§ AUSGANGSTEXT:
'''

Nähmaschinen sind Instrumente, wenn man weiß, was man von ihnen will. Wie Stephanie Müller mit »Sharper Than A Needle«.

Sharper Than A Needle

Mit Nadel und Sound

sharper than a needle

Stephanie Müller näht sich ihre Musik | © Klaus Erika Dietl

»Viele von uns gibt es ja nicht«, sagt die brasilianische Textilkünstlerin Agente Costura alias Lisa Simpson. Weil sie mit ihrer Nähkunst anfangs nur alte Textilien wieder aufgewertet hatte oder aus alten Stoffen im Sinne eines Umweltschutzes neue Textilien hergestellt hatte, fiel ihr irgendwann auf, dass man den Sound der Nähmaschine während solcher Upcycling-Aktionen auch musikalisch nutzen könnte. Zunächst verwendete sie dafür den originalen Klang der Nähmaschine. Nachdem sie aber nach Berlin gezogen war, lernte sie dort eine Do-it-yourself-Elektroszene kennen, in der Kontaktmikrofone und Klangeffektgeräte selbst gebaut wurden. Mit solchen neuen Kenntnissen begann sie daraufhin, ihre Nähmaschinen umzurüsten, die nunmehr nicht nur zum Nähen taugten, sondern als eine Art Synthesizer auch zu sehr vielseitigen Klangerzeugungen. Schließlich traf sie dann vor zehn Jahren eine weitere Textilkünstlerin, die ihre Nähmaschine ebenfalls als Musikinstrument verwendet: Stephanie Müller aus München.

'''

§ AUFGABENSTELLUNG: Greifen Sie den Text über Nähmaschinen als Musikinstrumente auf und setzen Sie ihn im Anschluss an seinen letzten Satz fort.

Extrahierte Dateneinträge
'''

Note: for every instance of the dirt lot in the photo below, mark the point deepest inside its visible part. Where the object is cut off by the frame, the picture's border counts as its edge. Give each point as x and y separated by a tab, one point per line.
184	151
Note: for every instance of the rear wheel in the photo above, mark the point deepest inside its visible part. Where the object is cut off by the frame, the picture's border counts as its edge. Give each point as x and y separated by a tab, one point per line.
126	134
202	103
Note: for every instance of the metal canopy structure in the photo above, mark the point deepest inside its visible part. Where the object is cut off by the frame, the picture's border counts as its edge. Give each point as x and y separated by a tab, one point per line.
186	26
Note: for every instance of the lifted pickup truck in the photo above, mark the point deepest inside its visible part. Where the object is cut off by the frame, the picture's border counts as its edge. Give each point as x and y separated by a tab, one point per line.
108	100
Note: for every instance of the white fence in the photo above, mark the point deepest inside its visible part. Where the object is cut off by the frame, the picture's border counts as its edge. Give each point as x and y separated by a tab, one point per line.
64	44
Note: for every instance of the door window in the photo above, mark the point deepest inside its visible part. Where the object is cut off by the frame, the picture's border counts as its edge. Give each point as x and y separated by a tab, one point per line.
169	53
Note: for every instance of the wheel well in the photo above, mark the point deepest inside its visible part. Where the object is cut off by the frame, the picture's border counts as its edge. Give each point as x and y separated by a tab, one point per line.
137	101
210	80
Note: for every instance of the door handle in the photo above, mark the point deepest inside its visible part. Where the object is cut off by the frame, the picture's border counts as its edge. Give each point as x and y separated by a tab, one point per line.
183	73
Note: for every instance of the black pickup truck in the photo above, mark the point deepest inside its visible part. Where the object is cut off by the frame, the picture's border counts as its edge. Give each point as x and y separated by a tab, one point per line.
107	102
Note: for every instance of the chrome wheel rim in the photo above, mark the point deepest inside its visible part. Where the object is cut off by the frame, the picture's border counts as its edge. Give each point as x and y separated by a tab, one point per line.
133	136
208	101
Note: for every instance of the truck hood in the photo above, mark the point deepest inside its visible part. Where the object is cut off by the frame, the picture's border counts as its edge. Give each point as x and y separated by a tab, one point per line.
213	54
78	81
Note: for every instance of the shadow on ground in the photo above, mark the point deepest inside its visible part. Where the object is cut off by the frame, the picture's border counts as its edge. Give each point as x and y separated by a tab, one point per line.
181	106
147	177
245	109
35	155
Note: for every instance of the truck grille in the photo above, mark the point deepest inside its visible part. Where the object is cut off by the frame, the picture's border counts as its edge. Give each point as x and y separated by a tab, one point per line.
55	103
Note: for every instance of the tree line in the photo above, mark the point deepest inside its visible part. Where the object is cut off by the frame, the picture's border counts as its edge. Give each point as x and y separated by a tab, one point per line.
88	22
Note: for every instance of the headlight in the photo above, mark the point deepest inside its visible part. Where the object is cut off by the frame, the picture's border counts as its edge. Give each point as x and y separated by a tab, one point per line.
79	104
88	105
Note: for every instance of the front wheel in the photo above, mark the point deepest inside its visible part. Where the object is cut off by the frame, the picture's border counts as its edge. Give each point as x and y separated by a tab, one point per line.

'''

§ ERGEBNIS DER ÜBUNG:
Schon damals konnte sich Stephanie Müller mit ihrer Textilkunst sogar international behaupten. Dass sie darüber hinaus aber auch noch Musik mit ihrer Nähmaschine macht, weckte Lisa Simpsons Interesse. Schließlich gäbe es ja nicht viele, die so was machen. Und schon wurden gemeinsame Projekte beschlossen, die auch in Stephanie Müller ein neues Bewusstsein für die Nähmaschine als Musikinstrument festigten. Schon lange davor hatte Müller in der Popband Beißpony die klavierdominierte Musik einer Singer-Songwriterin mitunter auch auf einer Nähmaschine begleitet. »Besonders ernst genommen wurde die Nähmaschine aber auch dort nicht als Instrument«, meint Stephanie Müller rückblickend. Sie diente wohl mehr als Klangeffekt, so wie auch die Schreibmaschine, auf der die Schlagzeugerin Müller während eines Beißpony-Konzerts rhythmisch tippte und damit kleine Briefe schrieb, die sie dann ins Publikum reichte. Zusammen mit Agente Costura hat sie nun ein Nähmaschinenorchester gegründet. »So eine Gemeinschaftsarbeit war uns auch darum wichtig, weil in der bildenden Kunst, anders als in der Musik, noch viel zu viele Einzelkämpfer unterwegs sind, die wir jetzt auch mal vereinen wollten«, sagt Stephanie Müller. Also wird ihr Nähmaschinenorchester nun auch noch von Karen Modrei auf einer Strickmaschine ergänzt. Mit ihr würde ein Klangbett geschaffen werden, worüber die anderen Musizierenden spielen könnten. Etwa Klaus Erika Dietl, der ein Spinnrad zum Musikinstrument umgebaut hat. Oder Stefan Wischnewski, der auch einen achtköpfigen Nähmaschinenchor zusammengestellt hat.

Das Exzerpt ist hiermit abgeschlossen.